Labeled-object pointing entries:
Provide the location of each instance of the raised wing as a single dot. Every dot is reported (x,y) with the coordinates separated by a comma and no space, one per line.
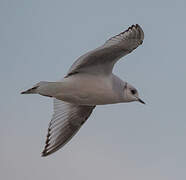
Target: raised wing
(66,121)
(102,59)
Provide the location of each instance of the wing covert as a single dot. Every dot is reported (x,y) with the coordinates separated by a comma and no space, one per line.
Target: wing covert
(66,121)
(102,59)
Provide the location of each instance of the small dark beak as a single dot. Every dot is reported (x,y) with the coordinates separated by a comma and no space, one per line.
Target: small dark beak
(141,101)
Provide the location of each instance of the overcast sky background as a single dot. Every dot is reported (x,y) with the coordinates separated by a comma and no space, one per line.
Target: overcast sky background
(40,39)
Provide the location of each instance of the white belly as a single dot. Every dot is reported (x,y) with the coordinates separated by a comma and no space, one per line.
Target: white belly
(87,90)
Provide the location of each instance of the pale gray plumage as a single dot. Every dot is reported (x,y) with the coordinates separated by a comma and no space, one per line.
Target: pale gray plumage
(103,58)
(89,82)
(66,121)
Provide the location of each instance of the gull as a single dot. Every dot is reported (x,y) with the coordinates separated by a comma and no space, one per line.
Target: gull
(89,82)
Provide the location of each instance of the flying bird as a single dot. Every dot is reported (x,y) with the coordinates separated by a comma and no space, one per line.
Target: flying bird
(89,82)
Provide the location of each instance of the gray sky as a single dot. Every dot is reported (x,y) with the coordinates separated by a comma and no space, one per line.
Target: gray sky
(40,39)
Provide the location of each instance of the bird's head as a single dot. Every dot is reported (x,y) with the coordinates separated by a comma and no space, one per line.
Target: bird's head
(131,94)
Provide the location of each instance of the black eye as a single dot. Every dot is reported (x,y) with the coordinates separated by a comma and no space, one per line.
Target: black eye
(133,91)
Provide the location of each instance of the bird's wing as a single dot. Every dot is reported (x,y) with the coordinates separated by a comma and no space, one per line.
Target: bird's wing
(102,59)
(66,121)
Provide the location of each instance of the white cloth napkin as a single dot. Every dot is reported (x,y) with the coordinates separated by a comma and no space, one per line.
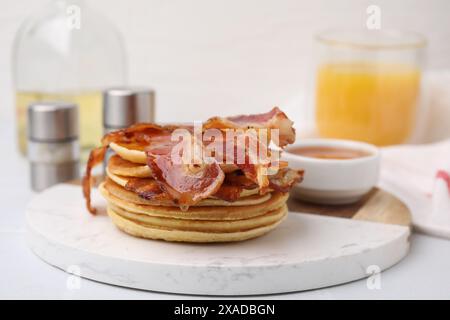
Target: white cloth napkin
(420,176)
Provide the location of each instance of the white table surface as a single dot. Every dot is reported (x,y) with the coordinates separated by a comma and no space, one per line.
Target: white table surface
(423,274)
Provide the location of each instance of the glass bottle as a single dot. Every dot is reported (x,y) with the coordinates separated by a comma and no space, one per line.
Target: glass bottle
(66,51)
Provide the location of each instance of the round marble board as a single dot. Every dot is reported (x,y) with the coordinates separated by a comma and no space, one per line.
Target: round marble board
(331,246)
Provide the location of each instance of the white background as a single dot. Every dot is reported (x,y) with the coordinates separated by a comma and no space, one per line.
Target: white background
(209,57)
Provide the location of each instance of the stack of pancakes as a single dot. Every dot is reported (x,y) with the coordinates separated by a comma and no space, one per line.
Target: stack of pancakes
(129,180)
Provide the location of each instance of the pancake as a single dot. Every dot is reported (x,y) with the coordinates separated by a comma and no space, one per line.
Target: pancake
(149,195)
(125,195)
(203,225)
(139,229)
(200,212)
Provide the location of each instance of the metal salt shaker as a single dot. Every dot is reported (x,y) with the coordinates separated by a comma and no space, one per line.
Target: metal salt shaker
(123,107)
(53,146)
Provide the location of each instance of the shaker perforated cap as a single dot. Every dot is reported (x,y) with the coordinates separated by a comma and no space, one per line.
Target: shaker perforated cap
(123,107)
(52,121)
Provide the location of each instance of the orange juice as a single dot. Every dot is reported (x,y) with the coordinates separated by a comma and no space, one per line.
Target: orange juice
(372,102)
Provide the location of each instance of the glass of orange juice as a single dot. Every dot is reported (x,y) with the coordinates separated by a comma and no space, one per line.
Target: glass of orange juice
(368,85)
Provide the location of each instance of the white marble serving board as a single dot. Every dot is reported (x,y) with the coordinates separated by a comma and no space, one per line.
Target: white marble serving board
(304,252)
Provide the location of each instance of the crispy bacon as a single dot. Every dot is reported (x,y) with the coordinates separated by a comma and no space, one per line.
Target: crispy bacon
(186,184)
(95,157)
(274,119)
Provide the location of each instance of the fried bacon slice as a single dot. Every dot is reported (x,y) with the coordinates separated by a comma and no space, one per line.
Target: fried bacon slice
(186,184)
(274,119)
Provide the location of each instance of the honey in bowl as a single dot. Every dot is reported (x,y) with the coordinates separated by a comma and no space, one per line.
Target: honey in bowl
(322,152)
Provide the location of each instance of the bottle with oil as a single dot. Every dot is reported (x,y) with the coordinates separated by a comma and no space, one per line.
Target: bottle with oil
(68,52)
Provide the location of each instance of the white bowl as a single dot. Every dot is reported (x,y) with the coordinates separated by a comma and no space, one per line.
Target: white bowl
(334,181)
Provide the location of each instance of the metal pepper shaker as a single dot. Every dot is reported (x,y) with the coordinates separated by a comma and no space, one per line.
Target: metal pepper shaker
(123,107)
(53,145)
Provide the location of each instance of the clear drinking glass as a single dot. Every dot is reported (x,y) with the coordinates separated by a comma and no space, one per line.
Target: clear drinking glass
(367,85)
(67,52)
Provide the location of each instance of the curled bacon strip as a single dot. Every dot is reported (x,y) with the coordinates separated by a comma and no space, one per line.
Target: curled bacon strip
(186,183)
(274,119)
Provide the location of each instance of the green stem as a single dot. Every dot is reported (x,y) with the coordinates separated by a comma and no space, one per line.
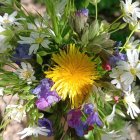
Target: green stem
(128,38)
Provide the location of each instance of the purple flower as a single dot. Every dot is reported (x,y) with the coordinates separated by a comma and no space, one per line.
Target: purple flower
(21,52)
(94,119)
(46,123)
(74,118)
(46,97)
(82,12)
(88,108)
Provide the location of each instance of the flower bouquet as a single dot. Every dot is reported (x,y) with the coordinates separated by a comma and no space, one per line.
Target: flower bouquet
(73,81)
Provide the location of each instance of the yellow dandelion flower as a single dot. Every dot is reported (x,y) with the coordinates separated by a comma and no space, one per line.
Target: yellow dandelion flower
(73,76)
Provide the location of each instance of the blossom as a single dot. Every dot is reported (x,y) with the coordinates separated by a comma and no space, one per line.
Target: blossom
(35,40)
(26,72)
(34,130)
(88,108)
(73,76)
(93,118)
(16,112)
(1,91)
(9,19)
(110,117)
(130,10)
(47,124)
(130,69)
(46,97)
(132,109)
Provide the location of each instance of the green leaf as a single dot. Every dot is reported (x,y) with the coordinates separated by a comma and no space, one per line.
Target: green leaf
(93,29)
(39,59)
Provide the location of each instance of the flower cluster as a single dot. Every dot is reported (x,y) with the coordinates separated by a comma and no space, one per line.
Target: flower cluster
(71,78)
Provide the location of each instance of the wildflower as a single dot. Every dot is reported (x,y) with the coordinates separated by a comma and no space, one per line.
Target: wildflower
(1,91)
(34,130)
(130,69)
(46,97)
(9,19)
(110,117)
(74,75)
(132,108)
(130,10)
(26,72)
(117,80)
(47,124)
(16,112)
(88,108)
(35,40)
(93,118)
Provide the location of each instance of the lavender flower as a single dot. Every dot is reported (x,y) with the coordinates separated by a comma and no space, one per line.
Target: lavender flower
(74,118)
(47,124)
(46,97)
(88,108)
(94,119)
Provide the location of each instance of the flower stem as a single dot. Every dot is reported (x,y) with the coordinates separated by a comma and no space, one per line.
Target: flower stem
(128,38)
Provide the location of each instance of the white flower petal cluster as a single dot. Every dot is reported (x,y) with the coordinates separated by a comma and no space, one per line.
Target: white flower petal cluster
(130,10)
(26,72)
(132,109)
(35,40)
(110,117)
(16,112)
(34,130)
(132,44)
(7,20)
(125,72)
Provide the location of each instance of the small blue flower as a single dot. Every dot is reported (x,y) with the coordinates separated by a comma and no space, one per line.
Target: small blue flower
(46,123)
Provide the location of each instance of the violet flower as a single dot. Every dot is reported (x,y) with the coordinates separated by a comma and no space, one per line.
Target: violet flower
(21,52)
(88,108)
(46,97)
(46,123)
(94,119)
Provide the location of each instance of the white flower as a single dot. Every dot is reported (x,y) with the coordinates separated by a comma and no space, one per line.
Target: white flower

What the exercise asks
Starting at the line that contains "Provide the location of each instance of the white flower petal", print every line through the end of the listing, word for word. Leave out all the rest.

Expected answer
Provide the location of each instance of the white flower petal cluster as a single dot. Every dot is reported (x,y) with the coordinates separated by a comma and no space, one per line.
Target: white flower petal cluster
(130,10)
(26,72)
(132,109)
(35,40)
(110,117)
(16,112)
(34,130)
(132,44)
(7,20)
(125,72)
Provide the location of each instance of the small blue flower as a single dot. Every dot is reported (x,y) with the coordinates separated by a comma and no space, one per line.
Target: small blue flower
(46,123)
Provide the location of each instance of the violet flower as a single dot. Every dot is reported (x,y) with the coordinates separated by a comma and no space, one per line.
Target: violet flower
(21,52)
(88,108)
(46,97)
(46,123)
(94,119)
Provide the location of each instance of the white flower as a single dot. Every dot is reported (x,y) with the coordinates separated by a comma and no space, one per line.
Target: white flower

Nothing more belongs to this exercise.